Set of tasks =>
1) Retype the passage of the article on pediatric coding between "March 9, 2012" and "Pediatric Revenue Cycle.", inclusive.
2) Summarize the article on pediatric coding in two sentences.
3) Answer these questions from the article on pediatric coding:
(a) How many minutes per visit should each provider invest to capture the proper codes?
(b) What does the author call the revenue lost through inappropriate or under coding?
(c) Besides the front end of the revenue cycle, what can the office manager focus efforts on?
START Source extract
The Impact of Proper Coding to a Pediatric Practice

March 9, 2012 in Billing and Collections by support Team  |  Comments Off on The Impact of Proper Coding to a Pediatric Practice

The revenue cycle depends on teamwork between the front desk, providers, Medical Assistants, Nurses as well as the back-end billing team. Coding of the visit is dependent on the reason for the visit, complexity and time. Each provider should invest at least 2-3 minutes per visit to insure they are capturing the proper codes. A well-designed Pediatric Electronic Health Record and Practice Management system should help link the front end to the providers to the back-end office team. The providers are busy managing patients each day and usually do not have much free time and in many cases do not choose to invest in taking quarterly courses related to the Pediatric Revenue Cycle.

The practice could consider hiring a Practice Manager that completes at least quarterly training on the revenue cycle and have this person educate the providers and office as needed. The challenge with this is that the providers/partners need to achieve a certain level of understanding of the revenue cycle to insure they have an “A” rated Office Manager. An average office manager on the revenue cycle cost the practice twice – once in their salary/benefits while a second time with inappropriate/under coding. I call this the “hidden” lost revenue – a physician partner does not know what is missing until they work with a high caliber team that corrects their issue. Leveraging a company that spends all day only on Medical Billing for Pediatrics can increase the overall profitability of the practice while reducing the workload. Additionally, the office manager can focus efforts on the front end of the revenue cycle as well as Marketing to optimize the growth of the practice.
END Source extract
START Data to examine
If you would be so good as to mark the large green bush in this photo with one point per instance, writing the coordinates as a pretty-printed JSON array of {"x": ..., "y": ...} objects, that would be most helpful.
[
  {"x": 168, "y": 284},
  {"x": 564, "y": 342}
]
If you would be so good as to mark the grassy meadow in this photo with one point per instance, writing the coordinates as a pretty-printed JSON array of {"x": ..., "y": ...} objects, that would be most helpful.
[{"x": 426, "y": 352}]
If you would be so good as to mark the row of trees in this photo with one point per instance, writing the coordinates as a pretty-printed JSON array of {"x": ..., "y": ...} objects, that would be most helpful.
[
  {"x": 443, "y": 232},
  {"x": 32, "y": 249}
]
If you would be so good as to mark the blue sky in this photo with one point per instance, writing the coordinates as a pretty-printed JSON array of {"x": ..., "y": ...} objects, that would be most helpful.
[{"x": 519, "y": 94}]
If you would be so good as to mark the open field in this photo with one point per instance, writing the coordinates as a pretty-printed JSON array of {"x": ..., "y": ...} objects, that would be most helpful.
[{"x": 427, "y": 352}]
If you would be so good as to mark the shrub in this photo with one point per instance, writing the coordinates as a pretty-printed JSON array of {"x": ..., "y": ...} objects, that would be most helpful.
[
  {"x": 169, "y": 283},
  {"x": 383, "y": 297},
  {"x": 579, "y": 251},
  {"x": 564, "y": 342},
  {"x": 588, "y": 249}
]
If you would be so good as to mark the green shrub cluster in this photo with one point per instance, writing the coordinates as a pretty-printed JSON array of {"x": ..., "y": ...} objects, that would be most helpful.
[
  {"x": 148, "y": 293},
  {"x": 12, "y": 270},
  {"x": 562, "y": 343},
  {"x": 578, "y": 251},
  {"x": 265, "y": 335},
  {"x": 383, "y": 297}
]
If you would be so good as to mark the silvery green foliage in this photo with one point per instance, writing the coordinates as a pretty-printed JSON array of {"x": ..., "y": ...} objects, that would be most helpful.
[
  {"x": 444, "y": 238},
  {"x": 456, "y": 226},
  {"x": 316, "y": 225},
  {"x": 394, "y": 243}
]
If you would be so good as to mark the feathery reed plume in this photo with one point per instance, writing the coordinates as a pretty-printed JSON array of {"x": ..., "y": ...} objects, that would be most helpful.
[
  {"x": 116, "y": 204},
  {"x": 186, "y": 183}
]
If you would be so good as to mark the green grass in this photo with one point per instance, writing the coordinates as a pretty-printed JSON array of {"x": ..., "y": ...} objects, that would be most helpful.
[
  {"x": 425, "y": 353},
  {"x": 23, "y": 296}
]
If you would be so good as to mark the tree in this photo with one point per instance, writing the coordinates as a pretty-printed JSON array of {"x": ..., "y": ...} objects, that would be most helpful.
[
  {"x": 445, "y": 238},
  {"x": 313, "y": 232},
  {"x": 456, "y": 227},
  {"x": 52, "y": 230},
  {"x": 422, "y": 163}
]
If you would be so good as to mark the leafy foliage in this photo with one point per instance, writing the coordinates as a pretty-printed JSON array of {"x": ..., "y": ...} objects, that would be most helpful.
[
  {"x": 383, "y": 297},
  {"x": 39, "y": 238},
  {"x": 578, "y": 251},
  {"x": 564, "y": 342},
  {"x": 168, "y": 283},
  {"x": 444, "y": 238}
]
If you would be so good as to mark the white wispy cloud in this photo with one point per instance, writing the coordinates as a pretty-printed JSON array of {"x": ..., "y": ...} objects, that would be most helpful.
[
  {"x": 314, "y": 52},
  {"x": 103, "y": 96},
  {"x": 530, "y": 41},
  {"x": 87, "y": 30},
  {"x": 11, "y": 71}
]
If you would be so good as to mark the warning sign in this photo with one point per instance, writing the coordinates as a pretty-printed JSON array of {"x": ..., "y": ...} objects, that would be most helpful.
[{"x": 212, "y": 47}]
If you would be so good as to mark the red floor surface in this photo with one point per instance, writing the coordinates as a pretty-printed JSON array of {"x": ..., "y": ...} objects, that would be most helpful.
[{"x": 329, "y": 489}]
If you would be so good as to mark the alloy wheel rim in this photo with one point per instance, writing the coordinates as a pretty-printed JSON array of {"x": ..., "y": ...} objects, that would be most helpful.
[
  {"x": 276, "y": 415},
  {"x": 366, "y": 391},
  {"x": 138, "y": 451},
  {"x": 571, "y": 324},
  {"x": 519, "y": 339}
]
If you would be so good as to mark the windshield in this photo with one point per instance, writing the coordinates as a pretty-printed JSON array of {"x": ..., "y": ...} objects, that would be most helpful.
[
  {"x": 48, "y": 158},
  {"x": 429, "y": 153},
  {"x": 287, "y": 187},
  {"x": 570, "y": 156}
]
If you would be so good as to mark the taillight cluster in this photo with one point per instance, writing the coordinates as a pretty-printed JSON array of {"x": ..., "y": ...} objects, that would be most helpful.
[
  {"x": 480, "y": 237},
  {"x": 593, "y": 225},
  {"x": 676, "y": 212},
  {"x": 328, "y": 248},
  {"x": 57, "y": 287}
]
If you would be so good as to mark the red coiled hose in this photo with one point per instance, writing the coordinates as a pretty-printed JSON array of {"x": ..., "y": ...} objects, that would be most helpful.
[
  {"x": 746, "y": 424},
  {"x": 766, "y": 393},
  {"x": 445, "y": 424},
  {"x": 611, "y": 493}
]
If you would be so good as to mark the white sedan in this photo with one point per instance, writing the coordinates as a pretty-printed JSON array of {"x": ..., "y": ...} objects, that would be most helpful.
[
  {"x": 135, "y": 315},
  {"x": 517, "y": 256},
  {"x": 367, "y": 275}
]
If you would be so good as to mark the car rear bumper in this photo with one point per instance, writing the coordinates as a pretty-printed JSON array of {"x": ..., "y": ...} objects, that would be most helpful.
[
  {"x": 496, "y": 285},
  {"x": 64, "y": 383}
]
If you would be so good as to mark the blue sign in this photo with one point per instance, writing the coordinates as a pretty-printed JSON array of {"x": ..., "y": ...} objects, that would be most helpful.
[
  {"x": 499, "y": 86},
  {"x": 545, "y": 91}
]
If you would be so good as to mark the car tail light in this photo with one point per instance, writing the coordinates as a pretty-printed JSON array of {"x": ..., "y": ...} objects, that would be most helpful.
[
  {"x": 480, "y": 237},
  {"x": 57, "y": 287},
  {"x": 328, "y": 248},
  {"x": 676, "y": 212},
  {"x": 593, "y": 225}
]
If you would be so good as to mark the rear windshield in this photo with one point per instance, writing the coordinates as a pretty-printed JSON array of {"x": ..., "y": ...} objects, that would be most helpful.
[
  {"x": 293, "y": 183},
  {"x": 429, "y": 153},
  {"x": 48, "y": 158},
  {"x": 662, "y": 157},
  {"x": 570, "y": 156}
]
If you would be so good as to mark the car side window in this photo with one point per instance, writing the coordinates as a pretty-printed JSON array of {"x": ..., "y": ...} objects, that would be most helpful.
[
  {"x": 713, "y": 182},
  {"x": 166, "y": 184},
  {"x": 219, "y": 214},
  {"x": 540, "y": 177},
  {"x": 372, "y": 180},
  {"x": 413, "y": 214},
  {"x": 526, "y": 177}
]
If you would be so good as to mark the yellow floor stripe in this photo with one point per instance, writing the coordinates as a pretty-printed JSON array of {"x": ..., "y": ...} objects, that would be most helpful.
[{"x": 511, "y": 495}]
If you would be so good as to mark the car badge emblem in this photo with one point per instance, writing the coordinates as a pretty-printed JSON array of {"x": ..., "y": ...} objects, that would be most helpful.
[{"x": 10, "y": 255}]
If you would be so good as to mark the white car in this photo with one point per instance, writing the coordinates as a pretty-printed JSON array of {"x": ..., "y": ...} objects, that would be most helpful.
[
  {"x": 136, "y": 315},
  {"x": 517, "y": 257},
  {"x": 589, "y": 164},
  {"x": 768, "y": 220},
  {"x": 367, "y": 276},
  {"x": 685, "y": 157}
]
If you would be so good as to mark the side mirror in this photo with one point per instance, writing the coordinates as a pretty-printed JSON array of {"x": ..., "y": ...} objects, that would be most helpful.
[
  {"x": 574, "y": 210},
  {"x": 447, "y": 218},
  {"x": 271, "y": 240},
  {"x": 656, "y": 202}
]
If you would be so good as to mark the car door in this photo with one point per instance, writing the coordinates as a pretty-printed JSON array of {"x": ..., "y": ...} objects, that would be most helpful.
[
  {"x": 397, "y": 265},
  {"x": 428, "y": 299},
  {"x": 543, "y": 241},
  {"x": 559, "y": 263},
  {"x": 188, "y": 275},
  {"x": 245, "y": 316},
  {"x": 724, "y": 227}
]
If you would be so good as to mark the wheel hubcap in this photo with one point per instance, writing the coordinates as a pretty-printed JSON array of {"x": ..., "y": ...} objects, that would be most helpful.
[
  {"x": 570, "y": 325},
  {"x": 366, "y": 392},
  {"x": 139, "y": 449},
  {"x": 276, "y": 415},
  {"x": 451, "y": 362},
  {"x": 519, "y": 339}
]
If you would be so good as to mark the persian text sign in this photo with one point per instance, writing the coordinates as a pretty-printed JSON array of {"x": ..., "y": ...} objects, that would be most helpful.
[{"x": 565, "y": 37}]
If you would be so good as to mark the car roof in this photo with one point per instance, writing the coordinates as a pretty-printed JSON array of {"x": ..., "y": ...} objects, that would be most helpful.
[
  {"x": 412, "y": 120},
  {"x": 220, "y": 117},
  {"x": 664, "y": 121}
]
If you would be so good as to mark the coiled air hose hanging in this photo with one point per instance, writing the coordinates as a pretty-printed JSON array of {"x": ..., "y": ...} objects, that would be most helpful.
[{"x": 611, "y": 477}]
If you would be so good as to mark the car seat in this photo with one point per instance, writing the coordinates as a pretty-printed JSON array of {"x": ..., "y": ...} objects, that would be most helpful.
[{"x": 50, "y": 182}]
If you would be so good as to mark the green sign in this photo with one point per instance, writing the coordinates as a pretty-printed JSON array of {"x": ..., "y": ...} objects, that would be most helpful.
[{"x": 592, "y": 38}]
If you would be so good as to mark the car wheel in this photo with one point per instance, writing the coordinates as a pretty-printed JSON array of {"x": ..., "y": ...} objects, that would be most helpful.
END Data to examine
Answers for the tasks =>
1)
March 9, 2012 in Billing and Collections by support Team  |  Comments Off on The Impact of Proper Coding to a Pediatric Practice

The revenue cycle depends on teamwork between the front desk, providers, Medical Assistants, Nurses as well as the back-end billing team. Coding of the visit is dependent on the reason for the visit, complexity and time. Each provider should invest at least 2-3 minutes per visit to insure they are capturing the proper codes. A well-designed Pediatric Electronic Health Record and Practice Management system should help link the front end to the providers to the back-end office team. The providers are busy managing patients each day and usually do not have much free time and in many cases do not choose to invest in taking quarterly courses related to the Pediatric Revenue Cycle.

2) The revenue cycle of a pediatric practice depends on teamwork among the front desk, providers, medical staff and billing team, and coding a visit depends on its reason, complexity and time, yet busy providers often do not take courses on the revenue cycle. A trained Practice Manager could educate the office, though an average one costs the practice twice, and a company that works only on pediatric medical billing can increase profitability while reducing workload.

3)
(a) At least 2-3 minutes.
(b) The "hidden" lost revenue.
(c) Marketing.